> _SET EXERCISE 1_: Reproduce, word for word, the part of the passage on the Fashionomics initiative that begins at the words "The Fashionomics initiative is commencing" and stops after the words "English and French.".

> _TEXT EXTRACT_:
···
The African Development Bank (AfDB) is making progressive strides to fulfil its High 5 mandate. In May 2015, the AfDB, under the leadership of the Special Envoy on Gender, Geraldine Fraser-Moleketi, launched the Fashionomics – “the economy of fashion” – initiative during the Bank’s 2015 Annual Meeting in Abidjan. This initiative is aimed at offering support to micro, small and medium-sized businesses (MSMEs) in the fashion and textile industry in Africa.
Africa is known for its creativity and strong cultural background. This reflects in our fashion lifestyle. From Aso Oke & Adire in Nigeria, Kente in Ghana, Shweshwe in South Africa, Kitenge in Kenya, Africa’s history of fashion and textile reflects our ingenuity and creativity.
The Fashionomics initiative is commencing as a Business to Business (B2B) website. The online platform will become operational in the first quarter of 2017. The dedicated website serves as a networking platform for all the links in the fashion and textile value chain- suppliers, brokers, designers, distributors and investors. It also acts as a place to share knowledge, tutorials and opportunities in the textile and fashion sector. The objective is to help members of the industry develop and boost their businesses. The website will be bilingual- English and French.
The Fashionomics Initiative is kickstarting with Ethiopia and Cote d’Ivoire as case studies. The two countries show the disparities and unique characteristics typical of the entire continent; Cote d’Ivoire is a French-speaking country and is located in West Africa, while Ethiopia’s official language is English and is located in East Africa.
In a report by the AfDB, Africa currently accounts for 1.9 percent of global trade. The global fashion industry is estimated to be worth $1.3 trillion. In Africa, the entire textile/clothing market is already worth more than $31 billion and accounts for the second largest number of jobs in developing countries, after agriculture. In the next five years, the industry could generate $15.5 billion revenue.
···
> _SET EXERCISE 2_: Rewrite the whole listing below, substituting "Prompt" for "Query" and changing nothing else.

(Labeled-object pointing listing)
···
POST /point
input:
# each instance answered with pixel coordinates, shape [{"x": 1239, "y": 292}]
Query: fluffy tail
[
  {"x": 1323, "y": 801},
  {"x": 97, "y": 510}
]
···
> _TASK RESULT 1_:
The Fashionomics initiative is commencing as a Business to Business (B2B) website. The online platform will become operational in the first quarter of 2017. The dedicated website serves as a networking platform for all the links in the fashion and textile value chain- suppliers, brokers, designers, distributors and investors. It also acts as a place to share knowledge, tutorials and opportunities in the textile and fashion sector. The objective is to help members of the industry develop and boost their businesses. The website will be bilingual- English and French.

> _TASK RESULT 2_:
POST /point
input:
# each instance answered with pixel coordinates, shape [{"x": 1239, "y": 292}]
Prompt: fluffy tail
[
  {"x": 1323, "y": 801},
  {"x": 97, "y": 510}
]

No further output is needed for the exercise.